=== Begin Enclosure ===
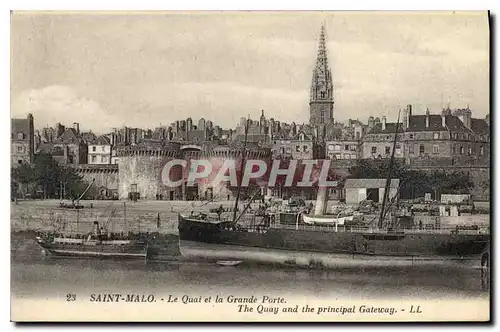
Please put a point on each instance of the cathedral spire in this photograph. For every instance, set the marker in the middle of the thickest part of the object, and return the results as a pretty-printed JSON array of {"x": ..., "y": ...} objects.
[
  {"x": 321, "y": 93},
  {"x": 322, "y": 59}
]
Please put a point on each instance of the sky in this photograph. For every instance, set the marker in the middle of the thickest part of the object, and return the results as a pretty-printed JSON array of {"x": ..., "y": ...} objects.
[{"x": 108, "y": 70}]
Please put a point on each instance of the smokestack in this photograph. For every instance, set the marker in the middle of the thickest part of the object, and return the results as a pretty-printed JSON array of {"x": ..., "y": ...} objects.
[{"x": 76, "y": 126}]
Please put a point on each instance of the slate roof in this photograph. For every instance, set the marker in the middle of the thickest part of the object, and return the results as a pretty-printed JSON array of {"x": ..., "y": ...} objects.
[
  {"x": 480, "y": 126},
  {"x": 89, "y": 137},
  {"x": 390, "y": 128},
  {"x": 69, "y": 136},
  {"x": 370, "y": 183},
  {"x": 19, "y": 126},
  {"x": 101, "y": 140}
]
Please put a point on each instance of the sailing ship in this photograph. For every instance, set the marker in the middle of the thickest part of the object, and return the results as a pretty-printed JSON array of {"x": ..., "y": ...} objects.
[
  {"x": 318, "y": 241},
  {"x": 97, "y": 243}
]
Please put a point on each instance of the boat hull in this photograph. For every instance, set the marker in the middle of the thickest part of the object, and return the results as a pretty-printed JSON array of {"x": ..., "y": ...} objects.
[
  {"x": 95, "y": 251},
  {"x": 309, "y": 243}
]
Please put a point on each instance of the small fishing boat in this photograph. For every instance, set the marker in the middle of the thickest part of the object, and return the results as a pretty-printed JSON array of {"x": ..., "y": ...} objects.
[
  {"x": 326, "y": 220},
  {"x": 229, "y": 263}
]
=== End Enclosure ===
Transcribe all of the data above verbatim but omit every picture.

SOLUTION FOR THIS EXERCISE:
Please put a point on each instance of the cathedral spire in this photograph. For every instance, set the marker in the middle of the thickest part of the object, and return the results as a pretty-printed JSON array of {"x": ..., "y": ...} objects.
[
  {"x": 321, "y": 93},
  {"x": 322, "y": 59}
]
Please put a point on each instance of the sky in this photograph. For every instance, set the marker in the middle of the thickest part of the object, and return the results as a pretty-printed JSON array of {"x": ..., "y": ...} objects.
[{"x": 108, "y": 70}]
Please put a point on each instance of the smokestack in this photograph. For every instance, set the marker in the middle of the thickest part of the object, and return the results as a pretty-printed JSON array of {"x": ..., "y": ...} objects.
[{"x": 76, "y": 126}]
Please put a point on each instance of the slate roof in this photograph. For every instance, set the marker in the middle of the thickest part of the object, and return the results as a pretty-printed JSON array of {"x": ..., "y": ...} objects.
[
  {"x": 480, "y": 126},
  {"x": 89, "y": 137},
  {"x": 390, "y": 128},
  {"x": 69, "y": 136},
  {"x": 370, "y": 183},
  {"x": 19, "y": 126},
  {"x": 101, "y": 140}
]
Please put a point on each instance of the sailing ship in this photograph. For every instance, set the marker in the middle of the thickest part of the object, and return the results as a pretty-printed JSON array of {"x": ..., "y": ...} objects.
[
  {"x": 318, "y": 241},
  {"x": 97, "y": 243}
]
Please put a point on each instance of the boat hull in this photograph. For every instance, set the marker in the middle of the thickest part of the object, and return the results as a pretty-printed JSON array of {"x": ..., "y": ...} objects.
[
  {"x": 95, "y": 251},
  {"x": 309, "y": 243}
]
Please put a point on each instance of the small fishing boat in this photograph. For every instance, set the marker in the middle of the thickest part of the object, and return the results as a pretty-printed JSON array of {"x": ..., "y": ...} objects.
[
  {"x": 326, "y": 220},
  {"x": 229, "y": 263}
]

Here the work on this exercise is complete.